All of lore.kernel.org
 help / color / mirror / Atom feed
From: Thomas Zimmermann <tzimmermann@suse.de>
To: Linus Torvalds <torvalds@linux-foundation.org>,
	Javier Martinez Canillas <javierm@redhat.com>
Cc: "Alex Deucher" <alexander.deucher@amd.com>,
	"Hans de Goede" <hdegoede@redhat.com>,
	dri-devel <dri-devel@lists.freedesktop.org>,
	"amd-gfx list" <amd-gfx@lists.freedesktop.org>,
	"Christian König" <christian.koenig@amd.com>
Subject: Re: Annoying AMDGPU boot-time warning due to simplefb / amdgpu resource clash
Date: Tue, 28 Jun 2022 10:43:04 +0200	[thread overview]
Message-ID: <561af3c0-c7cf-3580-ce35-320cb13a037c@suse.de> (raw)

Records from a point-labeling set
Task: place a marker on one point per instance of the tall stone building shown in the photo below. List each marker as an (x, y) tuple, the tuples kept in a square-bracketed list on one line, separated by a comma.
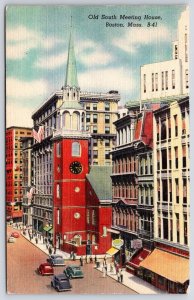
[(14, 172)]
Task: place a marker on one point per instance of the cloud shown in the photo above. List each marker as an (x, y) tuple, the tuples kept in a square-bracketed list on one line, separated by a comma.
[(136, 37), (20, 90), (20, 40), (107, 79), (92, 54), (17, 115), (52, 61)]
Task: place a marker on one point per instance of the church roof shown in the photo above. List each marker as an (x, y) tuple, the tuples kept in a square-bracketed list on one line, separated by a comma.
[(71, 70), (100, 180)]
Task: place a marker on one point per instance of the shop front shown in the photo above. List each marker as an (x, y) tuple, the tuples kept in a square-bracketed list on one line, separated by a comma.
[(168, 272)]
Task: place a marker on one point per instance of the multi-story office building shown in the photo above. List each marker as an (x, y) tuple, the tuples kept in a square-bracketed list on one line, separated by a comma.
[(27, 179), (168, 78), (171, 154), (171, 198), (132, 181), (14, 172), (101, 113), (98, 112)]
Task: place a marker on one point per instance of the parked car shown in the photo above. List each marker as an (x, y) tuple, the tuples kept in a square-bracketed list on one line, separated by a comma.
[(15, 234), (11, 239), (73, 271), (45, 269), (61, 283), (56, 260)]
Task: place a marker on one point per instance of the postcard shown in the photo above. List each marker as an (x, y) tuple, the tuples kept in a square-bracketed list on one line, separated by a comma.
[(97, 149)]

### What to do
According to the email header, what date was the message sent? Rely solely on the email header to answer.

### Exercise output
Tuesday, June 28, 2022, at 10:43:04 +0200.